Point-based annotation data
----------

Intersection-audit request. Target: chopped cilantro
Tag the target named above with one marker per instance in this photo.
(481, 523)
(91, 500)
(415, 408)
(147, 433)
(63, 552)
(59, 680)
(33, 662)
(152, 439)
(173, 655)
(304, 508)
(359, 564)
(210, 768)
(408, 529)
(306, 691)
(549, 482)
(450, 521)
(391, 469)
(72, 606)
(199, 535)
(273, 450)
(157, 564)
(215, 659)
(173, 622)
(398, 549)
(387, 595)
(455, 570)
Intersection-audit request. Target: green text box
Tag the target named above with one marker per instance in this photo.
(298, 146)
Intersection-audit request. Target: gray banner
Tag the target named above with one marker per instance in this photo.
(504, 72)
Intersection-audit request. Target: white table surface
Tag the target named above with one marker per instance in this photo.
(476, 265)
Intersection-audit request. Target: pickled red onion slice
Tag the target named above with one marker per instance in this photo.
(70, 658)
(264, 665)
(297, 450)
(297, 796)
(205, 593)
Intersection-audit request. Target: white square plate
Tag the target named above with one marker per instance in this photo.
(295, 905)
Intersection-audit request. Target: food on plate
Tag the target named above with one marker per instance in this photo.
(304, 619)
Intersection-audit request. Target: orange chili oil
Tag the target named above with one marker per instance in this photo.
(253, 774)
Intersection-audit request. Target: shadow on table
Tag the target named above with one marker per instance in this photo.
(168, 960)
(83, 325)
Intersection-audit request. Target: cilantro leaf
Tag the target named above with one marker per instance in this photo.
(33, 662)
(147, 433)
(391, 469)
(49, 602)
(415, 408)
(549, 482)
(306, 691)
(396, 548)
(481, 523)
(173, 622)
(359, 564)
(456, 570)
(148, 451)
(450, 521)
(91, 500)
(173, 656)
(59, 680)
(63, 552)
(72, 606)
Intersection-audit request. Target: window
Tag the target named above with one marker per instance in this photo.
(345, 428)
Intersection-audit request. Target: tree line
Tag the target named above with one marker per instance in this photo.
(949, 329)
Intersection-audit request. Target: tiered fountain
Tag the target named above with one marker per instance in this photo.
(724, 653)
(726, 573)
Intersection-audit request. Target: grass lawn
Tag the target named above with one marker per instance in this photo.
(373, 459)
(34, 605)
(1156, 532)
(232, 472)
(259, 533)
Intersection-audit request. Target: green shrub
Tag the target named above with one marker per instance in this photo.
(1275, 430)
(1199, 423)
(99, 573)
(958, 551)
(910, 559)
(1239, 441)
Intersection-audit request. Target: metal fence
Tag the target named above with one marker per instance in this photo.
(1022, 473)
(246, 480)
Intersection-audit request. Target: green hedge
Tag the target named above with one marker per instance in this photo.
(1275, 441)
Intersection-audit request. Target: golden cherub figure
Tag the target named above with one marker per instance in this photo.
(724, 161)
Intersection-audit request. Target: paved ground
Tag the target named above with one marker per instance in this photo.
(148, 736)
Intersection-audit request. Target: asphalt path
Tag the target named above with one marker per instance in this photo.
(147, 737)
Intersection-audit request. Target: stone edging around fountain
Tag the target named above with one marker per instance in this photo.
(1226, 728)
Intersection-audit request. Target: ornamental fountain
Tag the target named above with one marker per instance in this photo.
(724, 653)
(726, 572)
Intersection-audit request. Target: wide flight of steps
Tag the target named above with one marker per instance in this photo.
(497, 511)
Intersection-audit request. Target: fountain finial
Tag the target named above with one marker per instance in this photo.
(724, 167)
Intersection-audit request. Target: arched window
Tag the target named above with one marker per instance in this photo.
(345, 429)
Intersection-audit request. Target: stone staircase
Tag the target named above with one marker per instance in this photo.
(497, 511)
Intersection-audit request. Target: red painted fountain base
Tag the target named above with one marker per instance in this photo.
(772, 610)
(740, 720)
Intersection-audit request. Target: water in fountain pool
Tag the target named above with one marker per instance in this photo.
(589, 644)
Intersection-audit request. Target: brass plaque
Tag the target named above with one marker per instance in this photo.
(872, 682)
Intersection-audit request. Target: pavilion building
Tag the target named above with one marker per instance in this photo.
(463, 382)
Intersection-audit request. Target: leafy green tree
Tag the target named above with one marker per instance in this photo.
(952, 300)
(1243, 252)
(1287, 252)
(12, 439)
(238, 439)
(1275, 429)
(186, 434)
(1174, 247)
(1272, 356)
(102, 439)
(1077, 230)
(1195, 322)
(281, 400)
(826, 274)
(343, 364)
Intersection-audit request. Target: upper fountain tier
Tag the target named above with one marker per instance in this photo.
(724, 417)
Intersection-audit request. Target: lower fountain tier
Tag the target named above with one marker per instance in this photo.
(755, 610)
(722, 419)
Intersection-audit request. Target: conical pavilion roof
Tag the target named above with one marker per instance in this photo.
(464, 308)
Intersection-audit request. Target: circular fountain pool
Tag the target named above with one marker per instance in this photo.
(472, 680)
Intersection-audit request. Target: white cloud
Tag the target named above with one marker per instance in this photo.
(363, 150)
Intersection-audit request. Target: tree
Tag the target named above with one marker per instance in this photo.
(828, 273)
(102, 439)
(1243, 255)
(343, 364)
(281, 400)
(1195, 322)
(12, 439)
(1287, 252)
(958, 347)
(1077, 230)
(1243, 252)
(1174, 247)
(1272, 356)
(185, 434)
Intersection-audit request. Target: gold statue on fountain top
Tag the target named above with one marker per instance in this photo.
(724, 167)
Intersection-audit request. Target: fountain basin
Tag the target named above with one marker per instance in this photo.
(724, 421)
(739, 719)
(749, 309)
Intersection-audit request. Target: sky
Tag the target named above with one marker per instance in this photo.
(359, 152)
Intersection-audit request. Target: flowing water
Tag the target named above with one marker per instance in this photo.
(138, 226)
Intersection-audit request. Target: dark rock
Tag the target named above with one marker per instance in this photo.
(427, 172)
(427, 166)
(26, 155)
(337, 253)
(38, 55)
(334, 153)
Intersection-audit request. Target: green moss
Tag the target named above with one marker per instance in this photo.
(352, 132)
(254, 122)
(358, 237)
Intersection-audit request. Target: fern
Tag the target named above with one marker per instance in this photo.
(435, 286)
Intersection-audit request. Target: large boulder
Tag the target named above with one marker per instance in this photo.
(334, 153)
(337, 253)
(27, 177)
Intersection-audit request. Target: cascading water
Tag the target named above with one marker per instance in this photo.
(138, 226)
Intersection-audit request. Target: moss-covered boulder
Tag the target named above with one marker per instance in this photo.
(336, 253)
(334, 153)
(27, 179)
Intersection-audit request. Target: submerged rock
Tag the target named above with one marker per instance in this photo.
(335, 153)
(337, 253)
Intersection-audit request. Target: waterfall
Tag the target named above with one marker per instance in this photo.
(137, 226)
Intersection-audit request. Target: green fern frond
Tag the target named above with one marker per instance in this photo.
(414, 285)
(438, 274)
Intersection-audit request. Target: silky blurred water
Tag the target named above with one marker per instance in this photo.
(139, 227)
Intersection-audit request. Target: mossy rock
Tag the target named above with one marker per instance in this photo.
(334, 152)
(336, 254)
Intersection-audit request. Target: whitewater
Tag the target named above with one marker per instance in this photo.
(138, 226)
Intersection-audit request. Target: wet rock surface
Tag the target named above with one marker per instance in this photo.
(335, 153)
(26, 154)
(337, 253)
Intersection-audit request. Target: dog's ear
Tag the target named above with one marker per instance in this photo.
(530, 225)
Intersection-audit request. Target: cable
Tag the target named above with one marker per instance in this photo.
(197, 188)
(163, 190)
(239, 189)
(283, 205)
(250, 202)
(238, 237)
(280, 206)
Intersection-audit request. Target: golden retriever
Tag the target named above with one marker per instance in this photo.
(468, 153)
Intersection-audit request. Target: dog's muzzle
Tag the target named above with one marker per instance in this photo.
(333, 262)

----------

Please format the data above as a JSON list of strings, one string per line, leaving out blank lines.

[
  "Intersection-audit request. Target: chopped cilantro",
  "Tag the target named above with one marker per instance in this photo.",
  "(481, 523)",
  "(91, 500)",
  "(415, 408)",
  "(147, 433)",
  "(63, 552)",
  "(59, 680)",
  "(33, 662)",
  "(152, 439)",
  "(173, 655)",
  "(304, 508)",
  "(359, 564)",
  "(210, 768)",
  "(408, 529)",
  "(306, 691)",
  "(549, 482)",
  "(450, 521)",
  "(391, 469)",
  "(72, 606)",
  "(199, 535)",
  "(273, 450)",
  "(157, 564)",
  "(215, 659)",
  "(173, 622)",
  "(398, 549)",
  "(387, 595)",
  "(455, 570)",
  "Intersection-audit request. Target: green text box",
  "Tag the target named above with one marker per instance in this photo.",
  "(298, 146)",
  "Intersection-audit request. Target: gray banner",
  "Tag the target named above with one marker per instance in this photo.",
  "(504, 72)",
  "Intersection-audit request. Target: white table surface",
  "Tag the target named above with one marker per instance in this photo.",
  "(476, 265)",
  "Intersection-audit request. Target: pickled red onion slice",
  "Tag the target named above with one marker per instance in this photo.",
  "(70, 658)",
  "(264, 665)",
  "(297, 450)",
  "(297, 796)",
  "(205, 593)",
  "Intersection-audit request. Target: white square plate",
  "Tag the target named above with one marker per instance in this photo.",
  "(295, 905)",
  "Intersection-audit request. Target: food on plate",
  "Tag the target named above with one marker per instance in this photo.",
  "(304, 619)",
  "Intersection-audit request. Target: orange chili oil",
  "Tag the target named above with one marker per instance in this photo.",
  "(253, 774)",
  "Intersection-audit request. Target: shadow on table",
  "Tag the target named above with one marker per instance in this photo.",
  "(168, 960)",
  "(83, 325)",
  "Intersection-audit request. Target: cilantro leaf",
  "Tag the target named above with one marker per instance in this photo.",
  "(33, 662)",
  "(147, 433)",
  "(391, 469)",
  "(49, 602)",
  "(415, 408)",
  "(549, 482)",
  "(306, 691)",
  "(396, 548)",
  "(481, 523)",
  "(173, 622)",
  "(359, 564)",
  "(456, 570)",
  "(148, 451)",
  "(450, 521)",
  "(91, 500)",
  "(173, 656)",
  "(59, 680)",
  "(63, 552)",
  "(72, 606)",
  "Intersection-audit request. Target: window",
  "Tag the target named above with one marker per instance in this photo.",
  "(345, 428)",
  "Intersection-audit request. Target: tree line",
  "Tag the target named above with one marker per instance in this photo.",
  "(949, 329)",
  "Intersection-audit request. Target: tiered fountain",
  "Tag the target named above with one marker per instance in this photo.",
  "(724, 653)",
  "(726, 573)",
  "Intersection-audit request. Target: grass lawn",
  "Tag the target named above with one marker per instance in this photo.",
  "(373, 459)",
  "(34, 605)",
  "(1156, 532)",
  "(232, 472)",
  "(259, 533)",
  "Intersection-audit request. Target: green shrub",
  "Tag the target named above with one marker per instance in this photo.",
  "(1275, 430)",
  "(1199, 423)",
  "(99, 573)",
  "(958, 551)",
  "(910, 559)",
  "(1239, 441)",
  "Intersection-audit request. Target: metal fence",
  "Tag the target named above with one marker per instance in this photo.",
  "(1022, 473)",
  "(246, 480)",
  "Intersection-audit request. Target: green hedge",
  "Tag the target named above with one marker per instance in this photo.",
  "(1275, 441)",
  "Intersection-audit request. Target: golden cherub figure",
  "Tag the target named above with one marker per instance in this photo.",
  "(724, 161)",
  "Intersection-audit request. Target: paved ground",
  "Tag the target named above with one marker per instance in this photo.",
  "(148, 736)",
  "Intersection-audit request. Target: asphalt path",
  "Tag the target named above with one marker per instance in this photo.",
  "(147, 737)",
  "Intersection-audit request. Target: stone edging around fountain",
  "Tag the target named above with one marker per instance in this photo.",
  "(1226, 728)",
  "Intersection-audit request. Target: ornamental fountain",
  "Tag the target named above with one marker per instance in this photo.",
  "(724, 653)",
  "(726, 572)",
  "Intersection-audit request. Target: wide flight of steps",
  "Tag the target named above with one marker per instance in this photo.",
  "(497, 511)",
  "Intersection-audit request. Target: fountain finial",
  "Tag the target named above with one marker per instance in this photo.",
  "(724, 167)",
  "Intersection-audit request. Target: arched window",
  "Tag the target named above with one marker per instance in this photo.",
  "(345, 429)",
  "Intersection-audit request. Target: stone staircase",
  "Tag the target named above with one marker per instance in this photo.",
  "(497, 511)",
  "Intersection-audit request. Target: red painted fountain base",
  "Tag the target named above with one marker per instance in this photo.",
  "(772, 610)",
  "(740, 720)",
  "Intersection-audit request. Target: water in fountain pool",
  "Tag the target named above with one marker per instance in this photo.",
  "(589, 644)",
  "Intersection-audit request. Target: brass plaque",
  "Tag the target named above with one marker per instance in this photo.",
  "(872, 682)",
  "Intersection-audit request. Target: pavilion building",
  "Tag the target named above with one marker per instance in this photo.",
  "(463, 382)",
  "Intersection-audit request. Target: leafy green tree",
  "Tag the target named above with one marker per instance in this photo.",
  "(952, 300)",
  "(1243, 252)",
  "(1287, 252)",
  "(12, 439)",
  "(238, 439)",
  "(1275, 429)",
  "(186, 434)",
  "(1174, 247)",
  "(1272, 356)",
  "(102, 439)",
  "(1077, 230)",
  "(1195, 322)",
  "(281, 400)",
  "(826, 274)",
  "(343, 364)",
  "Intersection-audit request. Target: upper fountain tier",
  "Tag the target named above with one marker per instance in this photo.",
  "(724, 417)",
  "Intersection-audit request. Target: lower fountain tier",
  "Tag the target named above with one marker per instance in this photo.",
  "(755, 610)",
  "(722, 419)",
  "Intersection-audit request. Target: conical pavilion roof",
  "Tag the target named above with one marker per instance in this photo.",
  "(464, 308)",
  "Intersection-audit request. Target: circular fountain pool",
  "Tag the target named above with one marker per instance in this photo.",
  "(472, 680)",
  "Intersection-audit request. Target: white cloud",
  "Tag the target named above with one marker per instance in this photo.",
  "(363, 150)",
  "Intersection-audit request. Target: tree",
  "Tag the target named above with one marker per instance in this photo.",
  "(828, 273)",
  "(102, 439)",
  "(1243, 255)",
  "(343, 364)",
  "(281, 400)",
  "(1195, 322)",
  "(12, 439)",
  "(1287, 252)",
  "(958, 347)",
  "(1077, 230)",
  "(1243, 252)",
  "(1174, 247)",
  "(1272, 356)",
  "(185, 434)",
  "Intersection-audit request. Target: gold statue on fountain top",
  "Tag the target named above with one marker per instance in this photo.",
  "(724, 167)",
  "Intersection-audit request. Target: fountain basin",
  "Tag the target named above with one marker per instance in this photo.",
  "(724, 421)",
  "(739, 719)",
  "(749, 309)",
  "Intersection-audit request. Target: sky",
  "Tag the target named above with one marker per instance in this photo.",
  "(359, 152)",
  "Intersection-audit request. Target: flowing water",
  "Tag the target named above with one marker per instance in this photo.",
  "(138, 226)",
  "Intersection-audit request. Target: dark rock",
  "Tag the target named above with one marker per instance in this photo.",
  "(427, 172)",
  "(427, 166)",
  "(26, 155)",
  "(337, 253)",
  "(38, 55)",
  "(334, 153)",
  "Intersection-audit request. Target: green moss",
  "Tag the target named above with one marker per instance in this photo.",
  "(352, 132)",
  "(254, 122)",
  "(358, 237)",
  "Intersection-audit request. Target: fern",
  "Tag the target named above with one marker per instance in this photo.",
  "(435, 286)",
  "Intersection-audit request. Target: large boulder",
  "Tag the target named above with one marker per instance in this photo.",
  "(334, 153)",
  "(337, 253)",
  "(27, 177)",
  "Intersection-audit request. Target: cascading water",
  "Tag the target named above with one marker per instance in this photo.",
  "(138, 226)",
  "Intersection-audit request. Target: moss-covered boulder",
  "Tag the target named above with one marker per instance in this photo.",
  "(336, 253)",
  "(334, 153)",
  "(27, 179)",
  "Intersection-audit request. Target: submerged rock",
  "Tag the target named above with one marker per instance in this photo.",
  "(335, 153)",
  "(337, 253)",
  "Intersection-audit request. Target: waterfall",
  "Tag the target named above with one marker per instance in this photo.",
  "(137, 226)",
  "Intersection-audit request. Target: green fern frond",
  "Tag the target named above with one marker per instance in this photo.",
  "(414, 285)",
  "(438, 274)",
  "Intersection-audit request. Target: silky blurred water",
  "Tag the target named above with one marker per instance in this photo.",
  "(139, 227)",
  "Intersection-audit request. Target: mossy rock",
  "Tag the target named above with one marker per instance in this photo.",
  "(334, 152)",
  "(336, 254)",
  "Intersection-audit request. Target: whitewater",
  "Tag the target named above with one marker per instance in this photo.",
  "(138, 226)",
  "Intersection-audit request. Target: wet rock surface",
  "Tag the target named above with one marker per instance in this photo.",
  "(335, 153)",
  "(26, 154)",
  "(337, 253)",
  "Intersection-audit request. Target: dog's ear",
  "Tag the target named above with one marker per instance in this photo.",
  "(530, 225)",
  "Intersection-audit request. Target: cable",
  "Tag the target named above with one marker per instance in this photo.",
  "(197, 188)",
  "(163, 190)",
  "(239, 189)",
  "(283, 205)",
  "(250, 202)",
  "(238, 237)",
  "(280, 206)",
  "Intersection-audit request. Target: golden retriever",
  "Tag the target named above with one marker per instance in this photo.",
  "(468, 153)",
  "Intersection-audit request. Target: dog's muzzle",
  "Tag the target named above with one marker per instance in this photo.",
  "(333, 262)"
]